Requirement —
The line containing "Objective — one point per instance of the cornice" and every line after it, through the last line of the records, are to be transcribed exactly, and nothing else.

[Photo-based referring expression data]
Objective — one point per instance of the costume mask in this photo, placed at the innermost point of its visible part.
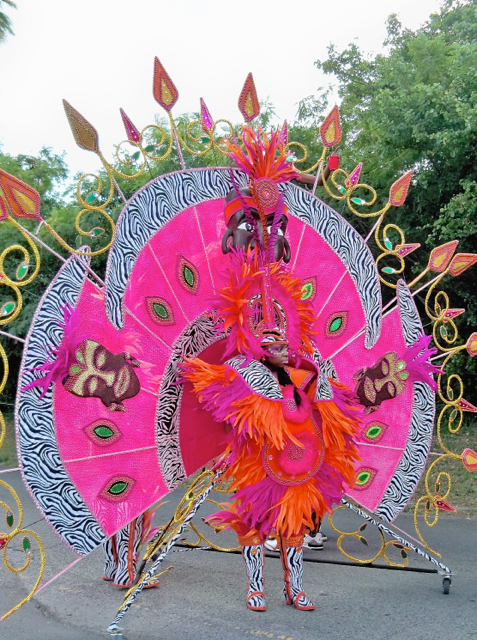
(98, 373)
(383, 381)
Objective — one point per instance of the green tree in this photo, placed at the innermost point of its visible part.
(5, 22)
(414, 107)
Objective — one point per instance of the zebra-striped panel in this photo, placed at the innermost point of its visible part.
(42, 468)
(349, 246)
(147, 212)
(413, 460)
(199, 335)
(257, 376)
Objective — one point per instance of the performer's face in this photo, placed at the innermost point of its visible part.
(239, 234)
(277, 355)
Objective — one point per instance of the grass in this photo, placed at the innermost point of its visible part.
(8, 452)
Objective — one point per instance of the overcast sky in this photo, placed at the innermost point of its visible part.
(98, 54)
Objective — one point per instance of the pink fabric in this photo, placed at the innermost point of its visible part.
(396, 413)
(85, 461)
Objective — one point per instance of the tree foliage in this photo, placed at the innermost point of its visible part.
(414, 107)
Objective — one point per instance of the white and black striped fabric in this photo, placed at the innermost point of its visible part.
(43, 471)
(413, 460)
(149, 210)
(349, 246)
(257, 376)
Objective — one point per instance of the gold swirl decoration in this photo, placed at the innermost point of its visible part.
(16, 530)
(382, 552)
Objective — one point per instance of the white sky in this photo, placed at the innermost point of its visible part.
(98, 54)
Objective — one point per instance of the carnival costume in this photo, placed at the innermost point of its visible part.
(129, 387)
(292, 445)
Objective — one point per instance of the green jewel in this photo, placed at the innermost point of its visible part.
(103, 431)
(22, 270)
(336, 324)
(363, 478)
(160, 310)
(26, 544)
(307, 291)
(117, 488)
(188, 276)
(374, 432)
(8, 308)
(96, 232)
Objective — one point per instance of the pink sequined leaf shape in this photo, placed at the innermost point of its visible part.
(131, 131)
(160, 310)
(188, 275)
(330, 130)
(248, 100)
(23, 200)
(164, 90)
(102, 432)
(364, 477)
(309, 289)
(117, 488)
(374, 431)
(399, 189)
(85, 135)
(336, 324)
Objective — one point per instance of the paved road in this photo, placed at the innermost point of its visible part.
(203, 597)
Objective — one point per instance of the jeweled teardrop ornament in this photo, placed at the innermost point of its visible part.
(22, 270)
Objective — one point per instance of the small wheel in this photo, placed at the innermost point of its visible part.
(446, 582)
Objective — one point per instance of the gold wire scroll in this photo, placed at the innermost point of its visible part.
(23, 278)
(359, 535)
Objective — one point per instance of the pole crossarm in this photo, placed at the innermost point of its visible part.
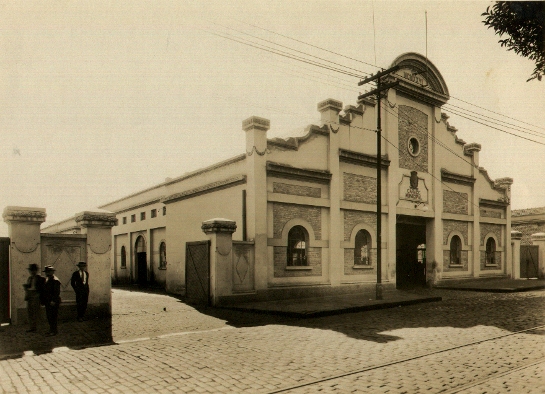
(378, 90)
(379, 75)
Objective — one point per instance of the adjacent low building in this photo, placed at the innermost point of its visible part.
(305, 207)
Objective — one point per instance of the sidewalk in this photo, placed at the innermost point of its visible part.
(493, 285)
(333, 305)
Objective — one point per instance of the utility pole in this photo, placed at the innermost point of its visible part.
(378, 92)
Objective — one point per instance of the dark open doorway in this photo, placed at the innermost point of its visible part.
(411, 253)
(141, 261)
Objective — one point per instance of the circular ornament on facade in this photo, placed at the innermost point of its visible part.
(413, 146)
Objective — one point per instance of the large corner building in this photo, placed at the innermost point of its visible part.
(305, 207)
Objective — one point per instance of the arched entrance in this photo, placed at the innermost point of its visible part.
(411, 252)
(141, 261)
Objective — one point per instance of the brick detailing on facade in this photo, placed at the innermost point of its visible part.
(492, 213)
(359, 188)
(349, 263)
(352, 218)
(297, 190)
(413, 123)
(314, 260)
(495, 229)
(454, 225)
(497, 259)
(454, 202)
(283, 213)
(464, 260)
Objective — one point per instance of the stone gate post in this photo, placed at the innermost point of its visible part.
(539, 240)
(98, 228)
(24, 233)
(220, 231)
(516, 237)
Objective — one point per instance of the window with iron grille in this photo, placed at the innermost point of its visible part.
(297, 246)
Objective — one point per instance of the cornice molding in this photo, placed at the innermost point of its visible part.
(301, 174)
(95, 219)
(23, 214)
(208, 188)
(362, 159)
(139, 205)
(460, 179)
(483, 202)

Response to this task —
Objective — one point per instance of the cornice molding in this photo, placed at the innermost point of its visible part.
(301, 174)
(95, 219)
(23, 214)
(208, 188)
(362, 159)
(139, 205)
(460, 179)
(483, 202)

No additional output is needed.